Coordinate annotation rows
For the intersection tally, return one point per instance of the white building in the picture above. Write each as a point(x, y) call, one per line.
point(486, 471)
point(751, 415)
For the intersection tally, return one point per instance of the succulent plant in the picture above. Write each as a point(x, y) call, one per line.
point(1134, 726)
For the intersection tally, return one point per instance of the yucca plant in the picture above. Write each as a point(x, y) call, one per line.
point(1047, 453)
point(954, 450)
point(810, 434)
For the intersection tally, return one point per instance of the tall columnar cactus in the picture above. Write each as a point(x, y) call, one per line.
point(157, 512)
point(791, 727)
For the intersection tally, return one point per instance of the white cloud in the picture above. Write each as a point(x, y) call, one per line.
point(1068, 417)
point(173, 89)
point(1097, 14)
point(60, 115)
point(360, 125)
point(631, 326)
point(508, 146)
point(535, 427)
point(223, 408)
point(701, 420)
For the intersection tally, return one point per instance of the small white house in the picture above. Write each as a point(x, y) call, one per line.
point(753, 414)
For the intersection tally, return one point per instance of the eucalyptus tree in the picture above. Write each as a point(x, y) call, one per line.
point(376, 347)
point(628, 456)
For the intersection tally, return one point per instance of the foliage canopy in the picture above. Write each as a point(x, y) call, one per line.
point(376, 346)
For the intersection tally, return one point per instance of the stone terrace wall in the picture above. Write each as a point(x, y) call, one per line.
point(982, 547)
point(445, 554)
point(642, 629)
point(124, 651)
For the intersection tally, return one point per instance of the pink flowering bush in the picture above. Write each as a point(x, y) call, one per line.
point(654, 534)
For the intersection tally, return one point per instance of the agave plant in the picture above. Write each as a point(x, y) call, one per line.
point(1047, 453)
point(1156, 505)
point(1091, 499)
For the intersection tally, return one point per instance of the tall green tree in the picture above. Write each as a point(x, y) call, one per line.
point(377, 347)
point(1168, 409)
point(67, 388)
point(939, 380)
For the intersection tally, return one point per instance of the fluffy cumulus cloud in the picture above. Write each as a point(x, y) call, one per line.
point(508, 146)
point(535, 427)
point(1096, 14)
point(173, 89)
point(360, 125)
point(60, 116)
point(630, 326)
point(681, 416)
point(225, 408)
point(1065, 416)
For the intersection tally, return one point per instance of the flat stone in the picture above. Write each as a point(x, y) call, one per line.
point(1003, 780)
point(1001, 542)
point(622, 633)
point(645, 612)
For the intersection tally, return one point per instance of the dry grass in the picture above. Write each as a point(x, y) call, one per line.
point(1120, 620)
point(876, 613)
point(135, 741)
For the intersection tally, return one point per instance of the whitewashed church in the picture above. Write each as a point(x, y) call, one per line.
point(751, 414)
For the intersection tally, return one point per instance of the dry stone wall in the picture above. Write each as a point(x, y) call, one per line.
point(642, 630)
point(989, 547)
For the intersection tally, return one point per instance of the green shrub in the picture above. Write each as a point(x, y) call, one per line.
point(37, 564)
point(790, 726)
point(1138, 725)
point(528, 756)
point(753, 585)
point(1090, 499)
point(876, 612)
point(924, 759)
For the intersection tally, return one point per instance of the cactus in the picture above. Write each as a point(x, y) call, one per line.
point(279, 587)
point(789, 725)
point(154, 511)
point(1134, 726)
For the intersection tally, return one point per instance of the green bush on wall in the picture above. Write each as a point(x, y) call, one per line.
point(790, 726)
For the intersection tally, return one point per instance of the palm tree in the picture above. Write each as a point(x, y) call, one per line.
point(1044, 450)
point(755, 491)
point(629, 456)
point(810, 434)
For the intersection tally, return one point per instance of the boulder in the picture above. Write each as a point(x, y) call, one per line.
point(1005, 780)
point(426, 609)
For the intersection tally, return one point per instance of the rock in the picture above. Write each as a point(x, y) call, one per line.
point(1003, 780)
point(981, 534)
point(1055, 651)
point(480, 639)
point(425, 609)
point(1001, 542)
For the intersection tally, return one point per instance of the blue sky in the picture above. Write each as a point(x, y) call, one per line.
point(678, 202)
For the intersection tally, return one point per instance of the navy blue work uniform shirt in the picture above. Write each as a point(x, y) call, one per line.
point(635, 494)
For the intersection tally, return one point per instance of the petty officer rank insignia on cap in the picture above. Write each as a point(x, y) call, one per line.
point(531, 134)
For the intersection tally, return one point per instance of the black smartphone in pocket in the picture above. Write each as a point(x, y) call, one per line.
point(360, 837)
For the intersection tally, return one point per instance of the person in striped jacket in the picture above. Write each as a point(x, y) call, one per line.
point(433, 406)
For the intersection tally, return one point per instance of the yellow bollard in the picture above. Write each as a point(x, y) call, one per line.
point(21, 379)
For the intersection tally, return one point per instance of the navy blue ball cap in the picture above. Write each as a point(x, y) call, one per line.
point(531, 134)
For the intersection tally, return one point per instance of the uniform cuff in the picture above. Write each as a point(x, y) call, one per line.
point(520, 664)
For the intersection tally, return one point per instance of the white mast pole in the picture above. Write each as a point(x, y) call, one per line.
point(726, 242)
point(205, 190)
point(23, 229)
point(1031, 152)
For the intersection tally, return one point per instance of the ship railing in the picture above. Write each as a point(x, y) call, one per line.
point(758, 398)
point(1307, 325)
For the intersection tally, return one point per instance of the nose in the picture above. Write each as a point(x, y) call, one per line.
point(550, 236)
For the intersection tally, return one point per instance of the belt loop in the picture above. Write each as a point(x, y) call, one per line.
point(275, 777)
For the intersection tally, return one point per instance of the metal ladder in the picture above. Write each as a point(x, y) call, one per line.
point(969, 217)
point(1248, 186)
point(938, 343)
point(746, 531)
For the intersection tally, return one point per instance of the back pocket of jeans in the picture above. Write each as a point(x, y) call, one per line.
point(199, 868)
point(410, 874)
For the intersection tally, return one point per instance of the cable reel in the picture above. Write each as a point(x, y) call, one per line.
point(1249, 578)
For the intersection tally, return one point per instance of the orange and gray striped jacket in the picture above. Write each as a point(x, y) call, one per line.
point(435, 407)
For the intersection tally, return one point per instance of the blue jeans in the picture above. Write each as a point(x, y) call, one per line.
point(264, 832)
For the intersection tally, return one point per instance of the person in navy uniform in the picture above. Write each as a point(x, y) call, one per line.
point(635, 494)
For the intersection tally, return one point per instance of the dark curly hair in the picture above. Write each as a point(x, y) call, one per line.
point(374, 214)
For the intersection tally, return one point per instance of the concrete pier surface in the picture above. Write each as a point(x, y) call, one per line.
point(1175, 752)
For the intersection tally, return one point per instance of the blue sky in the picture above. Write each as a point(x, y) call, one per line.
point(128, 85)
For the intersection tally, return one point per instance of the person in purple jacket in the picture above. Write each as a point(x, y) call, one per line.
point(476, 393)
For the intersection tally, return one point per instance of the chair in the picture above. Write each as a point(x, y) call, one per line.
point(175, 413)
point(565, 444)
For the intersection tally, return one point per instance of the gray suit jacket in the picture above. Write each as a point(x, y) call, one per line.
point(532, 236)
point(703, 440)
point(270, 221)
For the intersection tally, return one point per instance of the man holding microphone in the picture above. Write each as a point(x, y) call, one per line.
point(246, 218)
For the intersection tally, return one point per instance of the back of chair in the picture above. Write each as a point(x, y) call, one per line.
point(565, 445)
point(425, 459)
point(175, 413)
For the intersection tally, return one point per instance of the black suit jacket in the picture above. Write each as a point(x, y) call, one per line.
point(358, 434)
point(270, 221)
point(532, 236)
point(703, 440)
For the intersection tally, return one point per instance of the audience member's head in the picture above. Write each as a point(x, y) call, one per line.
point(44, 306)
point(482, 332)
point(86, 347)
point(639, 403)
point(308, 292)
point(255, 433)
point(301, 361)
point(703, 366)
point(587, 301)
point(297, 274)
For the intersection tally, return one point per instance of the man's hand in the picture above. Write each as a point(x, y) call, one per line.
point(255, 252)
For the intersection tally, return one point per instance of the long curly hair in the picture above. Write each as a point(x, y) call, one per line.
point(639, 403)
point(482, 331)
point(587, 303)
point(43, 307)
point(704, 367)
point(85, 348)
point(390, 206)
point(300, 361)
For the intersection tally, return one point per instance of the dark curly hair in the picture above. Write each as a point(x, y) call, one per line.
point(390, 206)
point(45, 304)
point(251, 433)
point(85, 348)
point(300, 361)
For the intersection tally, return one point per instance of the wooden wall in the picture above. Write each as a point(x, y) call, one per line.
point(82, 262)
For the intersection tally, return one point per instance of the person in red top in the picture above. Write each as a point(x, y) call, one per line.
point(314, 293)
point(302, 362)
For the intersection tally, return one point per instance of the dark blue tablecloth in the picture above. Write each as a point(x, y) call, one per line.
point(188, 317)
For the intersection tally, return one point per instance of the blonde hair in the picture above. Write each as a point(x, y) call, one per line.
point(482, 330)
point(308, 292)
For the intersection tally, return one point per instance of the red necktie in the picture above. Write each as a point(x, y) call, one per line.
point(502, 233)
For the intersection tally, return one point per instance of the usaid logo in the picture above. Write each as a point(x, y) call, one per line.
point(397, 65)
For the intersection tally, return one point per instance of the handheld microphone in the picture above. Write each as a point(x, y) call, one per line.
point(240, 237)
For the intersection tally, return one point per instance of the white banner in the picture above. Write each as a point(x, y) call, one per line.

_What is expected_
Express the rows from the first line through the line containing "point(753, 414)" as a JSON list of strings, one string per line and omitting blank lines.

_Answer to this problem_
[
  "For the intersection tally, return one point per instance of the white building in the picture above. Write each as a point(x, y) call, one per line.",
  "point(486, 471)",
  "point(751, 415)",
  "For the intersection tally, return one point per instance of the succulent plant in the picture above. Write each as a point(x, y) call, one per line.",
  "point(1134, 726)",
  "For the intersection tally, return one point per instance of the yucca plant in the picture above. Write each as a point(x, y) call, one per line.",
  "point(1047, 453)",
  "point(954, 450)",
  "point(810, 434)",
  "For the intersection tally, return one point per instance of the tall columnar cactus in the picture above. Write each as a point(x, y) call, one per line.",
  "point(157, 512)",
  "point(791, 727)",
  "For the intersection tally, return one point per instance of the white cloud in the picture above. Write each as a point(x, y) call, one per line.",
  "point(1068, 417)",
  "point(173, 89)",
  "point(1097, 14)",
  "point(60, 115)",
  "point(360, 125)",
  "point(631, 326)",
  "point(508, 146)",
  "point(535, 427)",
  "point(223, 408)",
  "point(701, 420)",
  "For the intersection tally, return one point per instance of the small white house in the picture above. Write each as a point(x, y) call, one per line.",
  "point(753, 414)"
]